» WHAT THE EXERCISE ASKS: Transcribe the GroundingEngine documentation below word for word, from "def get_hook_count(self) ->" to "the specified phase.".

» SOURCE PASSAGE:
......
GroundingEngine(hooks=None, config=None)

Engine for executing grounding hooks.

Coordinates multiple hooks and aggregates their results.

Initialize the grounding engine.

Parameters:

Name	Type	Description	Default
`hooks`	`list[GroundingHook] \| None`	List of grounding hooks to execute.	`None`
`config`	`GroundingConfig \| None`	Configuration for grounding behavior (from core.config).	`None`

Source code in src/marianne/execution/grounding.py

def __init__(
    self,
    hooks: list[GroundingHook] | None = None,
    config: "GroundingConfig | None" = None,
) -> None:
    """Initialize the grounding engine.

    Args:
        hooks: List of grounding hooks to execute.
        config: Configuration for grounding behavior (from core.config).
    """
    self._hooks = hooks or []
    # Default to a basic config if none provided
    if config is None:
        from marianne.core.config import GroundingConfig as GC
        self._config = GC()
    else:
        self._config = config

Functions¶

add_hook ¶

add_hook(hook)

Add a grounding hook to the engine.

Source code in src/marianne/execution/grounding.py

def add_hook(self, hook: GroundingHook) -> None:
    """Add a grounding hook to the engine."""
    self._hooks.append(hook)

get_hook_count ¶

get_hook_count()

Get the number of registered hooks.

Source code in src/marianne/execution/grounding.py

def get_hook_count(self) -> int:
    """Get the number of registered hooks."""
    return len(self._hooks)

run_hooks `async` ¶

run_hooks(context, phase)

Run all hooks matching the specified phase.

Includes a circuit breaker: after CIRCUIT_BREAKER_THRESHOLD consecutive failures (timeout or exception), remaining hooks are skipped to avoid wasting O(hooks x timeout) when an external service is down.
......
» PROVIDED MATERIAL:

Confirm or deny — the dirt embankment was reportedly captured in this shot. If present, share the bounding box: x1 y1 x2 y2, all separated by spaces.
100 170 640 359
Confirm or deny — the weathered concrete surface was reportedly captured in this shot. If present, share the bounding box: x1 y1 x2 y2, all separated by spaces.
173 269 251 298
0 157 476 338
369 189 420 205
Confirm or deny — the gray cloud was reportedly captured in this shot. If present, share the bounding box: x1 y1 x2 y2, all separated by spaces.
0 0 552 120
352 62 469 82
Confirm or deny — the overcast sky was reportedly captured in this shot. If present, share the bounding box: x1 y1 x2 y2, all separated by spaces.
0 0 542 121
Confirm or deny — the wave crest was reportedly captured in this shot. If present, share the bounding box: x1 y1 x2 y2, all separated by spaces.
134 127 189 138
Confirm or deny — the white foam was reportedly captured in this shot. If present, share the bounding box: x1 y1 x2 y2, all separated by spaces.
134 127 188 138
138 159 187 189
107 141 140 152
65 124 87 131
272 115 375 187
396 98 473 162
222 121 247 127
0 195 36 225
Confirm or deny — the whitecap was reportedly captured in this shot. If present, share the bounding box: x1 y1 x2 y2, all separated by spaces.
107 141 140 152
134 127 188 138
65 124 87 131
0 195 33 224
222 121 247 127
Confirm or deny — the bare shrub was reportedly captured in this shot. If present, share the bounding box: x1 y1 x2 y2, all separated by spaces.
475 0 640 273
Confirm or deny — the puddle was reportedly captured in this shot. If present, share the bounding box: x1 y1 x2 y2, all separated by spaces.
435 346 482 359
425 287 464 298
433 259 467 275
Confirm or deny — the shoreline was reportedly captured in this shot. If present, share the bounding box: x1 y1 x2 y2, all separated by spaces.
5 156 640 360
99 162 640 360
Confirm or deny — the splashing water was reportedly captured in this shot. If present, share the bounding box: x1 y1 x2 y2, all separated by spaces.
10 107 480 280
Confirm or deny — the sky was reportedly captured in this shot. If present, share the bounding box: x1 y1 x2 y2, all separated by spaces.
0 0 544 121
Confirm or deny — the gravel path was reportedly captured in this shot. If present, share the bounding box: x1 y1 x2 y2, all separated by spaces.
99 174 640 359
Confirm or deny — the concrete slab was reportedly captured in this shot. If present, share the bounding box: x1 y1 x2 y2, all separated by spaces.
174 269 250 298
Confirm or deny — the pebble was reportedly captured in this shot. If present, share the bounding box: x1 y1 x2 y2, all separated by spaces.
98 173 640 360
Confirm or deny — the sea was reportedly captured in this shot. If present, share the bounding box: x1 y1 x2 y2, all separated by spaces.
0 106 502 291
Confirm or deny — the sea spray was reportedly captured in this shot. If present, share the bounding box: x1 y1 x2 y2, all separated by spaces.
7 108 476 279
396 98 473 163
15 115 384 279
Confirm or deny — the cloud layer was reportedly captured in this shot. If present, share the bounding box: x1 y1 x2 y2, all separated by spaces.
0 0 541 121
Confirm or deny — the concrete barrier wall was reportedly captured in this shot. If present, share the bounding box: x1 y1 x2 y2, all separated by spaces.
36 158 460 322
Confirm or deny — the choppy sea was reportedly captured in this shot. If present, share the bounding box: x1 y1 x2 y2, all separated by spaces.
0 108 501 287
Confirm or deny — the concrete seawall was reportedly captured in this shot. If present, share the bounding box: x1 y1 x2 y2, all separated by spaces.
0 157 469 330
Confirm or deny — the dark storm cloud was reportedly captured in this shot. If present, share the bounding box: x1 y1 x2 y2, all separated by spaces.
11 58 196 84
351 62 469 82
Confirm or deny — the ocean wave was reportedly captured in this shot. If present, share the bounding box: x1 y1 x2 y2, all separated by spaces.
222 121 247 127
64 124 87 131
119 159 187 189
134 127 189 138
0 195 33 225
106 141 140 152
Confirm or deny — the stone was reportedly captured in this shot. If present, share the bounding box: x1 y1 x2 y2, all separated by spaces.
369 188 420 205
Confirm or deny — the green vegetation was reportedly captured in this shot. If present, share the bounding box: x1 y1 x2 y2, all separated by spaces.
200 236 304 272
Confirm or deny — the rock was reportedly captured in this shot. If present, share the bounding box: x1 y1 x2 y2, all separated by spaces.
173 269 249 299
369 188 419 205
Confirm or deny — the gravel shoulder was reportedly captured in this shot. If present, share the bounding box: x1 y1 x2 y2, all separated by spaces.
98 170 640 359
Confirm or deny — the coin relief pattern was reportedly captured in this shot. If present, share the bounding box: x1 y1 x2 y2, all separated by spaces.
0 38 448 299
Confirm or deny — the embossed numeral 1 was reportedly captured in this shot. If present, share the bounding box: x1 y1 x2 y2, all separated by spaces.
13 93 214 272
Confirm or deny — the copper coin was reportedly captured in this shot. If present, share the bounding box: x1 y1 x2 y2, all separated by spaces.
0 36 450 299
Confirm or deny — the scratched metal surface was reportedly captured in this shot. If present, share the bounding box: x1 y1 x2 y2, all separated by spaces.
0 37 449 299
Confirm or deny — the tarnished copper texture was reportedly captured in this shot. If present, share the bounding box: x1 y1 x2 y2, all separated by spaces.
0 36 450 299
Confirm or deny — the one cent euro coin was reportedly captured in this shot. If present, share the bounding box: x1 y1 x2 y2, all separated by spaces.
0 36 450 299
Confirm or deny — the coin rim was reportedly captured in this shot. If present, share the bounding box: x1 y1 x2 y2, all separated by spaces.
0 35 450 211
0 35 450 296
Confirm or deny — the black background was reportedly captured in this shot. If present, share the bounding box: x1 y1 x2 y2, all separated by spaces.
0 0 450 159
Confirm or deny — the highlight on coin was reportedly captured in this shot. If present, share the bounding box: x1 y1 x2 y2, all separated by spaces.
......
» TASK RESULT:
def get_hook_count(self) -> int:
    """Get the number of registered hooks."""
    return len(self._hooks)

run_hooks `async` ¶

run_hooks(context, phase)

Run all hooks matching the specified phase.